*Data rows*
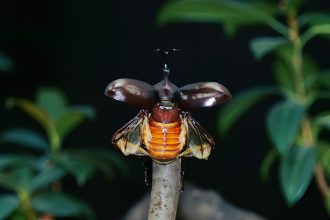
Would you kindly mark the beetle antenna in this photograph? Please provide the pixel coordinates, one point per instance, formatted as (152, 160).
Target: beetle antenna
(165, 55)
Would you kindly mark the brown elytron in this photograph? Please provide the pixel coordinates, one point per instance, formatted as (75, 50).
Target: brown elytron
(164, 128)
(164, 134)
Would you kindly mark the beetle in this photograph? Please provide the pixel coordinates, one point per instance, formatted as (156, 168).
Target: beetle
(164, 128)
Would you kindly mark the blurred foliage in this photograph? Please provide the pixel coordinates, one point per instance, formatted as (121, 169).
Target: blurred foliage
(32, 179)
(296, 133)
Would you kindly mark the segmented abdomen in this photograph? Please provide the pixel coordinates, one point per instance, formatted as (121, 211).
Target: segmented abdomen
(165, 141)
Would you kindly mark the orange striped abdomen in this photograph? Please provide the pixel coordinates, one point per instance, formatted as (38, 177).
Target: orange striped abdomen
(164, 141)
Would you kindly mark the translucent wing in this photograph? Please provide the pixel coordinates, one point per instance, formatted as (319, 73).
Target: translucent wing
(199, 142)
(133, 92)
(203, 94)
(128, 138)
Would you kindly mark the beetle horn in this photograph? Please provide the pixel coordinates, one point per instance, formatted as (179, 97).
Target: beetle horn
(165, 55)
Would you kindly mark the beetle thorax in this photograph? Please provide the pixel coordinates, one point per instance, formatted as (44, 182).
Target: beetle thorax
(165, 114)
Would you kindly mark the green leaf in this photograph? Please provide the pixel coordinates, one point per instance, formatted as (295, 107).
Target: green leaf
(24, 137)
(324, 156)
(231, 13)
(40, 116)
(263, 45)
(318, 81)
(283, 122)
(52, 101)
(16, 160)
(81, 170)
(283, 70)
(72, 118)
(323, 120)
(283, 75)
(16, 179)
(61, 205)
(241, 103)
(8, 204)
(294, 4)
(296, 172)
(48, 176)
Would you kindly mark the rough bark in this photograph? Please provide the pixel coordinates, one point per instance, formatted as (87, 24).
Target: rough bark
(166, 187)
(197, 204)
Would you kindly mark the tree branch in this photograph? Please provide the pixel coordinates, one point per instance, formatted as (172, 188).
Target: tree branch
(166, 187)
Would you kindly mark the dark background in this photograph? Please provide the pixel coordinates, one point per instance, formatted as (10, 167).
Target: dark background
(80, 46)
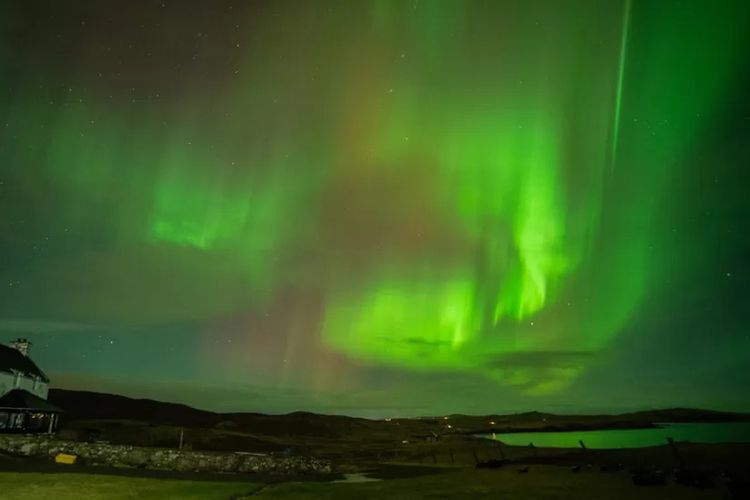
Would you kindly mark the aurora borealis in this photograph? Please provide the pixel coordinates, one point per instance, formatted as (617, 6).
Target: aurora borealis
(380, 207)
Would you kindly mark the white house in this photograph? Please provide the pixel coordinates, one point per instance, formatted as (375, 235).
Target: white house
(23, 392)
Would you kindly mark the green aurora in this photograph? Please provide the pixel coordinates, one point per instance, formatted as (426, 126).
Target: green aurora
(355, 190)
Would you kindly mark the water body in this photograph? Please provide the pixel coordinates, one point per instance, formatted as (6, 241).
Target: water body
(731, 432)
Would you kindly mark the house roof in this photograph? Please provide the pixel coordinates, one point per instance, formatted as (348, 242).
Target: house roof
(12, 360)
(19, 399)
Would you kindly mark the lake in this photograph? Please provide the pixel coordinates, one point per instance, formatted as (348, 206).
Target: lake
(730, 432)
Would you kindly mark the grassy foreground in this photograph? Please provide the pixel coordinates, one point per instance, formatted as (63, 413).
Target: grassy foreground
(69, 486)
(541, 482)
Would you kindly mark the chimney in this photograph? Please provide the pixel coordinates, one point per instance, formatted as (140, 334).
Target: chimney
(22, 345)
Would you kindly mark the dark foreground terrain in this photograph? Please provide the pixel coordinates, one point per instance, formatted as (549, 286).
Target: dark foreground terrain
(435, 457)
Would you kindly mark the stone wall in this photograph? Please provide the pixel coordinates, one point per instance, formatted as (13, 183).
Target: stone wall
(159, 458)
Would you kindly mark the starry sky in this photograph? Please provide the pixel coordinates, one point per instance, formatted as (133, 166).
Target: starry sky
(380, 207)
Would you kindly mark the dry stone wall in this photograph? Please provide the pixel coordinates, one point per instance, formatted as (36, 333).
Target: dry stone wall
(160, 458)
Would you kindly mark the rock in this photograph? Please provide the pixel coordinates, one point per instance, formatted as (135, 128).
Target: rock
(160, 458)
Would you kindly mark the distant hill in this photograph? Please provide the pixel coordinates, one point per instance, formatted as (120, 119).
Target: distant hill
(84, 405)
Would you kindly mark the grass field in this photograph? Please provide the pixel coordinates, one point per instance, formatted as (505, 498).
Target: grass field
(541, 482)
(46, 486)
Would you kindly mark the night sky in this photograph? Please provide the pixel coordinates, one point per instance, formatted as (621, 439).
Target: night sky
(380, 207)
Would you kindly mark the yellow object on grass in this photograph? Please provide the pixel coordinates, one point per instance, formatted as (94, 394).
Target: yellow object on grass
(64, 458)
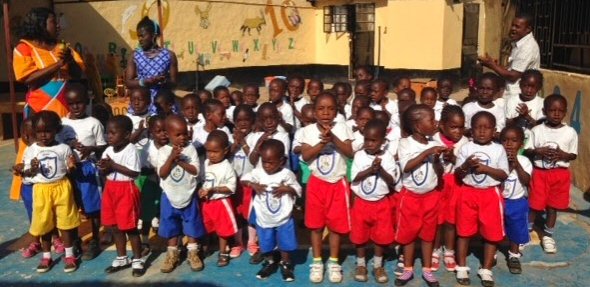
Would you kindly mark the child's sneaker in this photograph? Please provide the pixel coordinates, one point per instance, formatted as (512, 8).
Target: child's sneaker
(118, 264)
(172, 260)
(138, 267)
(463, 275)
(403, 279)
(194, 260)
(429, 278)
(31, 250)
(44, 265)
(380, 275)
(236, 251)
(487, 277)
(316, 272)
(70, 264)
(58, 246)
(334, 272)
(360, 274)
(267, 270)
(549, 245)
(287, 271)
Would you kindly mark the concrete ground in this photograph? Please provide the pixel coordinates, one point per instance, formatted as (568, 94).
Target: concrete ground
(569, 267)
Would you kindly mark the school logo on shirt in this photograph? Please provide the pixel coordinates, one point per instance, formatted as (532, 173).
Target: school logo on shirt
(177, 174)
(484, 159)
(48, 164)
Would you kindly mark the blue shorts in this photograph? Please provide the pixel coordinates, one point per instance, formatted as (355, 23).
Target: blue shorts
(175, 222)
(283, 237)
(87, 186)
(516, 220)
(26, 193)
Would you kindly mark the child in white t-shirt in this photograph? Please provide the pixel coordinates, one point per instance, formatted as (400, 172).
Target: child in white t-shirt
(276, 189)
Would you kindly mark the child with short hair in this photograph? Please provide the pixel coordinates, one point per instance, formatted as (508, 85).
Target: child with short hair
(419, 198)
(121, 165)
(553, 146)
(515, 192)
(85, 135)
(373, 174)
(276, 94)
(218, 185)
(487, 88)
(451, 129)
(482, 166)
(325, 146)
(178, 168)
(276, 189)
(47, 163)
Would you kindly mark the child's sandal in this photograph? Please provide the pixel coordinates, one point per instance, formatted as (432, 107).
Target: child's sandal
(223, 260)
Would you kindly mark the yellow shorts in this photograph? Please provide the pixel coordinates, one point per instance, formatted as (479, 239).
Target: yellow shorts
(53, 206)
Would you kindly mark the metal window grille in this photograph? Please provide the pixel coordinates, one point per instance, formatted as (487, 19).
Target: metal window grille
(562, 29)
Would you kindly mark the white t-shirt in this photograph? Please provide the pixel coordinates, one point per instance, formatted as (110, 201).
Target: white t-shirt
(219, 175)
(179, 185)
(513, 188)
(53, 162)
(127, 157)
(472, 108)
(450, 166)
(492, 155)
(88, 131)
(330, 164)
(422, 179)
(535, 106)
(143, 138)
(372, 188)
(440, 105)
(564, 137)
(270, 210)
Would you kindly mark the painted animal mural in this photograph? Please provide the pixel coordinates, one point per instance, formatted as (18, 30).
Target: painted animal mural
(253, 23)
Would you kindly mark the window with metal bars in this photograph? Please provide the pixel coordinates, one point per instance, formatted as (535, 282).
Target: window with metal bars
(562, 29)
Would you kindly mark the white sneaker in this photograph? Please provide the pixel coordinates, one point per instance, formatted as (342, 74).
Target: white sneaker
(335, 273)
(549, 245)
(316, 272)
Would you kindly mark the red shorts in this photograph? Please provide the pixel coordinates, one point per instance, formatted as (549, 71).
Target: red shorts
(483, 210)
(448, 199)
(550, 188)
(417, 216)
(218, 217)
(327, 204)
(371, 220)
(120, 204)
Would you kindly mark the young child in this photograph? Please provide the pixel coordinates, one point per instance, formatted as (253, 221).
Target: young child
(295, 97)
(120, 212)
(251, 96)
(218, 186)
(178, 168)
(452, 127)
(419, 198)
(381, 102)
(482, 166)
(515, 191)
(269, 119)
(221, 93)
(46, 163)
(552, 146)
(373, 173)
(444, 88)
(526, 109)
(85, 135)
(325, 147)
(486, 90)
(276, 189)
(276, 95)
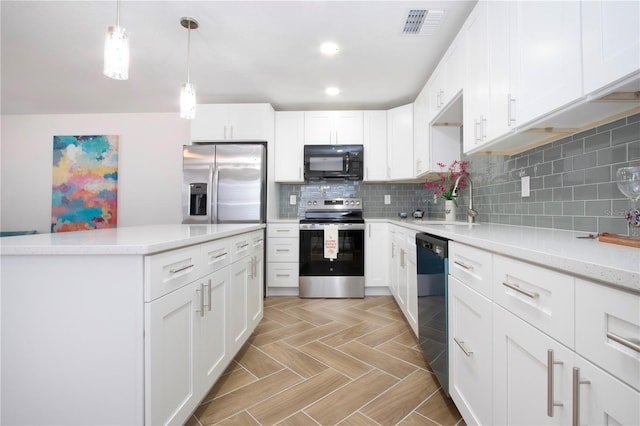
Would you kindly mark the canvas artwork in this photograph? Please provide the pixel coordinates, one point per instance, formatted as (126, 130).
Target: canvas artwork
(85, 183)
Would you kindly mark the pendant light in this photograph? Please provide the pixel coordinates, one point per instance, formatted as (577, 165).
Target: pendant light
(187, 91)
(116, 50)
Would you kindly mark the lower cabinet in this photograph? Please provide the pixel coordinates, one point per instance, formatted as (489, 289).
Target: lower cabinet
(470, 352)
(186, 347)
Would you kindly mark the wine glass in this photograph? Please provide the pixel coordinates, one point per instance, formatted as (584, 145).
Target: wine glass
(628, 180)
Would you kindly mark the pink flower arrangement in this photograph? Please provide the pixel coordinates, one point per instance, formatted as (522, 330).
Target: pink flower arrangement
(443, 186)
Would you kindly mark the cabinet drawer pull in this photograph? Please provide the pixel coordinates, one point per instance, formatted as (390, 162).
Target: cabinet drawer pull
(515, 287)
(624, 342)
(175, 271)
(461, 345)
(550, 402)
(575, 418)
(462, 265)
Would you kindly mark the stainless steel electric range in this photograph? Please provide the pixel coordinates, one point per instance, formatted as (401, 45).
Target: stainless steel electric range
(327, 277)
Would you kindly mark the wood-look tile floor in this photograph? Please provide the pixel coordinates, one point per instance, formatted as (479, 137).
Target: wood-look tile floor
(328, 362)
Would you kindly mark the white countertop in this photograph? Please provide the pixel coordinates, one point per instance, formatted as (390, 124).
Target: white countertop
(552, 248)
(117, 241)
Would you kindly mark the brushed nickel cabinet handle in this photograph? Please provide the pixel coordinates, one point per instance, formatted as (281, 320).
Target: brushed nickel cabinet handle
(575, 418)
(462, 265)
(550, 400)
(175, 271)
(461, 345)
(515, 287)
(624, 342)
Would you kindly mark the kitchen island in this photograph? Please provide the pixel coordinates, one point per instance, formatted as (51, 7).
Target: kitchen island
(124, 326)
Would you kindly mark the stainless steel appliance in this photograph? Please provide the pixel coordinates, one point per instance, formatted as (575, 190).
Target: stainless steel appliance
(322, 162)
(224, 183)
(321, 276)
(433, 269)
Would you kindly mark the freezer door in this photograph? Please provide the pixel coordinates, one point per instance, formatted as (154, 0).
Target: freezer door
(240, 181)
(197, 193)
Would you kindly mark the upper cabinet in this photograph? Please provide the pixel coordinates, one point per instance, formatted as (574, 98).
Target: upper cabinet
(229, 122)
(545, 56)
(333, 127)
(610, 40)
(289, 146)
(375, 146)
(400, 142)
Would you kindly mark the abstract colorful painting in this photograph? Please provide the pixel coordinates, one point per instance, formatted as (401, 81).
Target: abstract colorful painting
(85, 183)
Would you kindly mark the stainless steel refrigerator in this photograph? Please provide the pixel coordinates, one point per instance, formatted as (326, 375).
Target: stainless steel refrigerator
(224, 183)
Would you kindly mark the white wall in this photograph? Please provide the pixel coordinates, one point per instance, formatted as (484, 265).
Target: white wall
(149, 165)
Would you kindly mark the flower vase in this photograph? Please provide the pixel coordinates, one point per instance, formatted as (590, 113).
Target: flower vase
(449, 211)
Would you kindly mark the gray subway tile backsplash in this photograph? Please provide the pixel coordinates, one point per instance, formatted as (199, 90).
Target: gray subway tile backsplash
(572, 185)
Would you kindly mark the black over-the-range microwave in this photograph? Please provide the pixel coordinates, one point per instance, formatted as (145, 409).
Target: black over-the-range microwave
(322, 162)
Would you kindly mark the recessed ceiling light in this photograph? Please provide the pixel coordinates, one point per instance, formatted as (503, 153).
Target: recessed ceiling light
(332, 91)
(329, 48)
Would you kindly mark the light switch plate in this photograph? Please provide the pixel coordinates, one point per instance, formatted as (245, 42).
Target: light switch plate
(525, 189)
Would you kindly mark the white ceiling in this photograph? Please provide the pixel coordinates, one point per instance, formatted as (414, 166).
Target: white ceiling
(244, 51)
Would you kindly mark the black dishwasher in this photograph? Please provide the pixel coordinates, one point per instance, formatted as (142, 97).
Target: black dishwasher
(433, 269)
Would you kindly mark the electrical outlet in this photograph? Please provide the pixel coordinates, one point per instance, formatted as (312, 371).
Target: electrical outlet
(524, 186)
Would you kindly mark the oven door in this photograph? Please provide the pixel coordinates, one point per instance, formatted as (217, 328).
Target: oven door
(350, 258)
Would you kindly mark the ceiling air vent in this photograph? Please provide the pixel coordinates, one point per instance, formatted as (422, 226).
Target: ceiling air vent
(423, 21)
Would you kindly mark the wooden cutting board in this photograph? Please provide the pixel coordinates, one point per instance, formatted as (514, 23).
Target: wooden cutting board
(619, 239)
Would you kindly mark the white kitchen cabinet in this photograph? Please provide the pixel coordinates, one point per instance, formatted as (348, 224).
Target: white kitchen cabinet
(400, 142)
(527, 387)
(186, 347)
(233, 122)
(545, 56)
(256, 280)
(289, 146)
(375, 146)
(283, 267)
(376, 251)
(610, 41)
(333, 127)
(470, 352)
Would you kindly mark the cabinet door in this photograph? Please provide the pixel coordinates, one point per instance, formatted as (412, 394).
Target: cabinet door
(212, 351)
(238, 302)
(375, 145)
(400, 141)
(171, 344)
(289, 146)
(477, 93)
(610, 41)
(376, 255)
(604, 400)
(348, 127)
(521, 375)
(209, 122)
(470, 353)
(318, 127)
(546, 58)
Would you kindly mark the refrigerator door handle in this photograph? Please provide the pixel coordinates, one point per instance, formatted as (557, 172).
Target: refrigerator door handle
(214, 194)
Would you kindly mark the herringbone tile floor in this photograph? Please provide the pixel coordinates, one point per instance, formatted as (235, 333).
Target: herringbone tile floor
(327, 362)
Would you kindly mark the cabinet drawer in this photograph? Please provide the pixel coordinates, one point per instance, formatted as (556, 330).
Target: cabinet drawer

*Exercise aim*
Copy the material word for word, starting at the line that contains "Would you kindly mark the herringbone" and continuing through its last line.

*Response to the task*
Would you kindly mark the herringbone tile floor in this photograph? Please provide the pixel coordinates, one point per instance, formatted as (235, 333).
Target: herringbone tile floor
(327, 362)
Would you kindly mark the cabinet drawer in this photograph? Please provide the pixel coordinates, one point per instance, formatted as (556, 330).
Target: cabinet drawer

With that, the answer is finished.